┏━━

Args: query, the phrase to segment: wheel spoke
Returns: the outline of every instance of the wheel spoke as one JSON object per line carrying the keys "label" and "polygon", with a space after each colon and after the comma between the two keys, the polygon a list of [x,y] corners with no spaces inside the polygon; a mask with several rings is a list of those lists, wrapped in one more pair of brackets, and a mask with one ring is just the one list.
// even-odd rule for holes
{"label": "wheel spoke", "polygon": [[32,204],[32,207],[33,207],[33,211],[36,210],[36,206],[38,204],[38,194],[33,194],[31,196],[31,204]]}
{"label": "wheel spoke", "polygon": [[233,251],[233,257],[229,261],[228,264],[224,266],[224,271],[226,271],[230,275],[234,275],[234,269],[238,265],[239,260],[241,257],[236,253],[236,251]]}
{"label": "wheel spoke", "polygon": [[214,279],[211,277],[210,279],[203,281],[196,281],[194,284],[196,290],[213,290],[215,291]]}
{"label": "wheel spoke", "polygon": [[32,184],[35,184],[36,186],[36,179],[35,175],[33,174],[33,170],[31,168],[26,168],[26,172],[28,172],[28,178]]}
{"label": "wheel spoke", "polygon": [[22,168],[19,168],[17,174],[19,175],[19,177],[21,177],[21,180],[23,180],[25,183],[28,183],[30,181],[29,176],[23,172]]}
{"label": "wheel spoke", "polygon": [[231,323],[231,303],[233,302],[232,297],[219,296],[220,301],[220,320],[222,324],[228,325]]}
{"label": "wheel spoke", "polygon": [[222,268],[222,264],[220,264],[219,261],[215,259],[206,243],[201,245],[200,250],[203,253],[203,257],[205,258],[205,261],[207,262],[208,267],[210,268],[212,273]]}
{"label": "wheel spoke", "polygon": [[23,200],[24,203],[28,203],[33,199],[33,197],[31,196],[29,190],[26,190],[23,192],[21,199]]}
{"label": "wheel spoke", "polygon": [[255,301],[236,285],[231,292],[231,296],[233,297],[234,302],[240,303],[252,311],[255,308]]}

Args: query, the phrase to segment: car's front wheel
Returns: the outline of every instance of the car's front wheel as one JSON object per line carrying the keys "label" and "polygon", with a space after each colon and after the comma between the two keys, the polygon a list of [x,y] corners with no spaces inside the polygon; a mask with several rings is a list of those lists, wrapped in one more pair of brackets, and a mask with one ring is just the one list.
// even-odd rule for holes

┗━━

**GOAL**
Copy out the whole listing above, line for line and with no changes.

**RESPONSE**
Args: query, the phrase to segment: wheel spoke
Returns: the outline of every instance of the wheel spoke as one JSON object per line carrying the keys "label" and "polygon", with a space after each colon and after the comma between the two keys, the polygon a list of [x,y] corners with no spaces inside the polygon; a mask with several rings is a list of those lists, wrapped in one more pair of brackets, and a mask with one ring is just the one list.
// even-odd rule for holes
{"label": "wheel spoke", "polygon": [[32,204],[32,207],[33,207],[33,211],[36,210],[36,206],[38,204],[38,194],[33,194],[31,196],[31,204]]}
{"label": "wheel spoke", "polygon": [[233,251],[233,257],[229,261],[228,264],[224,266],[224,271],[226,271],[230,275],[234,275],[234,269],[238,265],[239,260],[241,257],[236,253],[236,251]]}
{"label": "wheel spoke", "polygon": [[214,279],[211,277],[210,279],[203,281],[196,281],[194,284],[196,290],[213,290],[215,291]]}
{"label": "wheel spoke", "polygon": [[32,184],[35,184],[36,186],[36,179],[35,175],[33,174],[33,170],[31,168],[26,168],[26,172],[28,172],[28,178]]}
{"label": "wheel spoke", "polygon": [[22,168],[19,168],[17,174],[19,175],[19,177],[21,177],[21,180],[23,180],[25,183],[28,183],[30,181],[29,176],[23,172]]}
{"label": "wheel spoke", "polygon": [[231,323],[231,303],[233,302],[232,297],[219,296],[220,301],[220,320],[222,324],[228,325]]}
{"label": "wheel spoke", "polygon": [[222,268],[222,264],[220,264],[219,261],[215,259],[206,243],[201,245],[200,250],[203,253],[203,257],[205,258],[205,261],[207,262],[208,267],[210,268],[212,273]]}
{"label": "wheel spoke", "polygon": [[23,200],[24,203],[28,203],[33,199],[33,197],[31,196],[29,190],[26,190],[23,192],[21,199]]}
{"label": "wheel spoke", "polygon": [[255,301],[236,285],[231,292],[231,296],[233,297],[234,302],[240,303],[252,311],[255,308]]}

Args: query, the phrase to segment: car's front wheel
Returns: the outline of every instance of the car's front wheel as one JSON object per line carrying the keys "label" and "polygon", with a space after each colon and after the comma between the two keys, the polygon a list of [x,y] corners with no spaces inside the polygon; a mask with several rings is a list of those lists, wrapped in one more pair of brackets, and a mask with one ring is just the one list.
// even-odd rule for holes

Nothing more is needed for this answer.